:: Extrait de texte ::
____
Je ne sais si je m’abuse, mais il me semble que tous ces raisonnemens sont plus brillantés que solides, plus spécieux que convaincans; et si quelque chose a droit de surprendre, c’est qu’un homme aussi capable que M. Silvela ait pu se laisser séduire par leur prestige mensonger.

Et d’abord, ce qui frappera le lecteur le moins attentif, c’est qu’après être parti de l’utilité individuelle et de l’utilité commune intimement liées ensemble, pour en faire découler le principe de la légitimité de la peine de mort, attendu, dit M. Silvela, que l’homme et la société ont le droit d’employer à leur destruction les moyens qui atteignent le mieux le but de leur conservation, cet auteur est forcé, en se résumant, de déclarer qu’il faut reconnaître comme juste tout ce qui est nécessaire; en sorte qu’oubliant ses prémisses, et au lieu de prouver le droit et la justice sans s’inquiéter de l’utile, il se voit réduit à conclure la justice de l’utilité et de la nécessité. D’un autre côté, que dire de cette étrange définition des, mots se conserver et se détruire, et de l’application plus étrange encore que M. Silvela en fait aux hommes et à la société ? Quoi! parce que «l’être se conserve par la nutrition, et que la nutrition est le résultat d’une digestion, de l’effort d’un organe qui, tout en décomposant d’autres substances pour l’assimilation, s’affaiblit par son action et finit par se détruire à force de s’affaiblir,» vous en concluez que l’homme peut aussi, pour assurer sa conservation, affaiblir ses forces vitales, les perdre par l’usage, dépenser sa vie et enfin consentir, dans un cas donné, à subir la mort! et la légitimité de cette peine vous paraît suffisamment justifiée par le motif juste et conforme à la raison qui détermine l’homme à exercer ce droit-devoir que vous lui attribuez de se conserver et de se détruire, ou soit de se détruire pour se conserver!

En vérité, ce n’était pas la peine de descendre des hautes régions de la morale et de la philosophie pour arriver à une pareille argumentation; et il valait encore mieux, à mon sens, reléguer la question de la légitimité de la peine de mort dans le domaine des questions vaines et oiseuses que de chercher à la résoudre par ces singulières distinctions à coup sûr bien plus extraordinaires que les distinctions de personnalité et d’impersonnalité sur lesquelles on a vainement tenté de déverser le ridicule et le mépris.
____
:: Données enregistrées ::
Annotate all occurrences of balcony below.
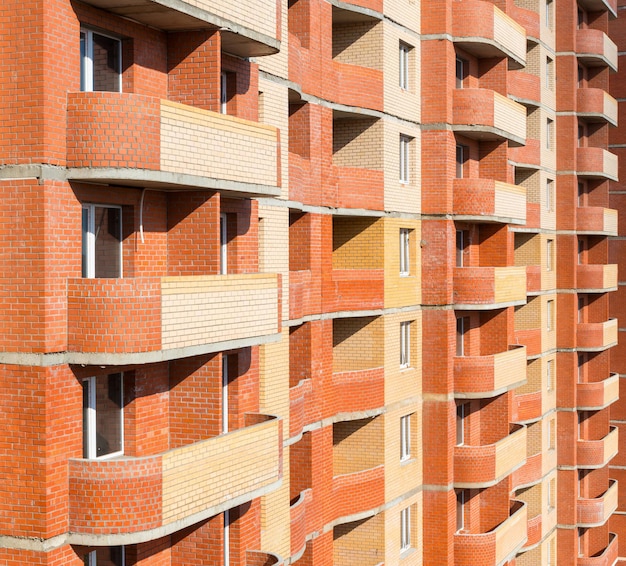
[454,425,526,488]
[453,179,526,224]
[576,533,624,566]
[69,414,282,545]
[67,274,280,365]
[576,206,617,236]
[454,346,526,399]
[576,264,617,293]
[576,88,617,126]
[452,266,526,310]
[576,147,617,181]
[74,0,280,57]
[576,28,617,71]
[67,92,280,196]
[452,89,526,145]
[576,426,619,469]
[576,318,617,352]
[576,373,619,411]
[452,0,526,68]
[454,501,528,566]
[576,480,617,528]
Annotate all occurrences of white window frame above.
[400,506,411,552]
[399,41,413,90]
[400,415,412,462]
[80,27,122,92]
[399,134,412,185]
[82,378,124,460]
[400,321,411,369]
[82,204,124,279]
[400,228,411,277]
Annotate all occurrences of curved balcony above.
[452,0,526,68]
[454,501,528,566]
[454,425,526,488]
[67,274,280,365]
[325,464,385,522]
[67,92,280,196]
[76,0,280,57]
[576,480,617,528]
[576,206,617,236]
[454,345,526,399]
[576,88,617,126]
[452,89,526,145]
[69,414,282,545]
[576,426,619,469]
[576,318,617,352]
[576,533,623,566]
[452,266,526,310]
[576,263,617,293]
[453,179,526,224]
[576,373,619,411]
[576,28,617,71]
[576,147,617,181]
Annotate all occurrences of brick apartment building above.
[0,0,626,566]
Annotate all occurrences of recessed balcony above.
[453,178,526,224]
[576,480,617,528]
[454,501,528,566]
[452,89,526,145]
[576,147,617,181]
[454,425,526,488]
[576,263,617,293]
[67,92,280,196]
[576,206,617,236]
[69,414,283,545]
[576,88,617,126]
[576,426,619,469]
[576,533,624,566]
[454,345,526,399]
[452,0,526,68]
[576,318,617,352]
[452,266,526,310]
[73,0,281,57]
[67,274,280,365]
[576,373,619,411]
[576,28,617,71]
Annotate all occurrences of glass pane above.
[94,206,122,277]
[95,373,122,457]
[93,33,121,92]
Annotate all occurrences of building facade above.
[0,0,626,566]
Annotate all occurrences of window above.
[400,322,411,368]
[400,42,411,90]
[400,415,412,462]
[82,373,124,458]
[400,507,411,552]
[400,135,411,184]
[400,228,411,277]
[83,546,126,566]
[82,204,122,277]
[80,29,122,92]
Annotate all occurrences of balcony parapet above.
[69,414,283,546]
[452,0,526,68]
[73,0,281,57]
[452,89,526,145]
[67,274,280,365]
[454,501,528,566]
[453,178,526,224]
[67,92,280,196]
[576,318,617,352]
[454,425,526,489]
[576,480,617,528]
[454,345,526,399]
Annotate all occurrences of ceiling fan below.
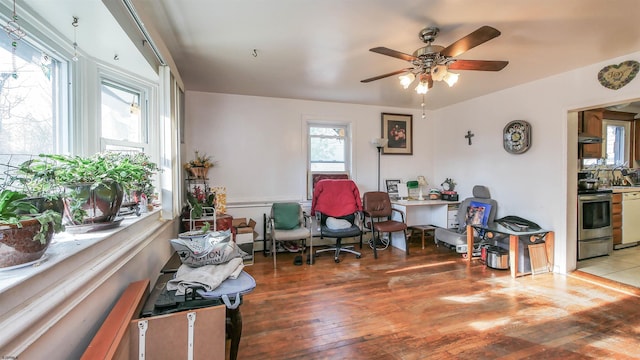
[360,25,509,94]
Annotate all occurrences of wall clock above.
[503,120,531,154]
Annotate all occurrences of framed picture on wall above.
[385,179,400,199]
[382,113,413,155]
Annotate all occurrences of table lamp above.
[418,175,429,200]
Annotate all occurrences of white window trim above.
[300,115,357,199]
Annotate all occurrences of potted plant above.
[184,150,215,179]
[105,152,160,215]
[0,188,64,268]
[23,152,156,226]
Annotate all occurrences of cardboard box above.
[232,218,258,265]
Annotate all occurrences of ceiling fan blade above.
[448,60,509,71]
[440,25,500,57]
[360,69,411,83]
[369,46,418,61]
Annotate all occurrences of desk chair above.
[268,202,313,270]
[362,191,409,259]
[311,179,362,263]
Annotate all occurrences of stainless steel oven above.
[578,190,613,260]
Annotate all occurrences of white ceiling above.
[131,0,640,109]
[13,0,640,109]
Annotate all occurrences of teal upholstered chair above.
[269,202,313,269]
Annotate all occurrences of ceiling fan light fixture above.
[443,72,460,87]
[416,80,429,95]
[398,73,416,89]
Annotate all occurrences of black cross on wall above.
[464,130,475,145]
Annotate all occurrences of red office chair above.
[311,179,362,263]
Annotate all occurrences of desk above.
[467,223,555,278]
[391,200,460,250]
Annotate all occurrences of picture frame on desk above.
[382,113,413,155]
[385,179,402,200]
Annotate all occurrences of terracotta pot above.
[189,167,209,179]
[63,182,124,225]
[0,219,53,268]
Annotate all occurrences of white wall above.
[185,53,640,272]
[433,53,640,272]
[183,91,435,203]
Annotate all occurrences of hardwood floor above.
[238,240,640,360]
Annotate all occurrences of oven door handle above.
[578,194,611,201]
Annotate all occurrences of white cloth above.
[327,217,351,230]
[167,258,244,295]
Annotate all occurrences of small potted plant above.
[0,188,64,268]
[24,152,157,226]
[184,150,215,179]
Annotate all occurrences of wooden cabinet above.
[611,193,622,247]
[578,109,604,159]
____
:: Consigne 1 ::
Relevez tous les adjectifs que l'extrait sur la peine de mort oppose deux à deux dans les comparaisons de sa première phrase.
:: Consigne 2 ::
Recopiez l'extrait sur la peine de mort depuis « En vérité, ce » jusqu'à « et le mépris. » inclus.

:: Solution complète 1 ::
- brillantés
- solides
- spécieux
- convaincans

:: Solution complète 2 ::
En vérité, ce n’était pas la peine de descendre des hautes régions de la morale et de la philosophie pour arriver à une pareille argumentation; et il valait encore mieux, à mon sens, reléguer la question de la légitimité de la peine de mort dans le domaine des questions vaines et oiseuses que de chercher à la résoudre par ces singulières distinctions à coup sûr bien plus extraordinaires que les distinctions de personnalité et d’impersonnalité sur lesquelles on a vainement tenté de déverser le ridicule et le mépris.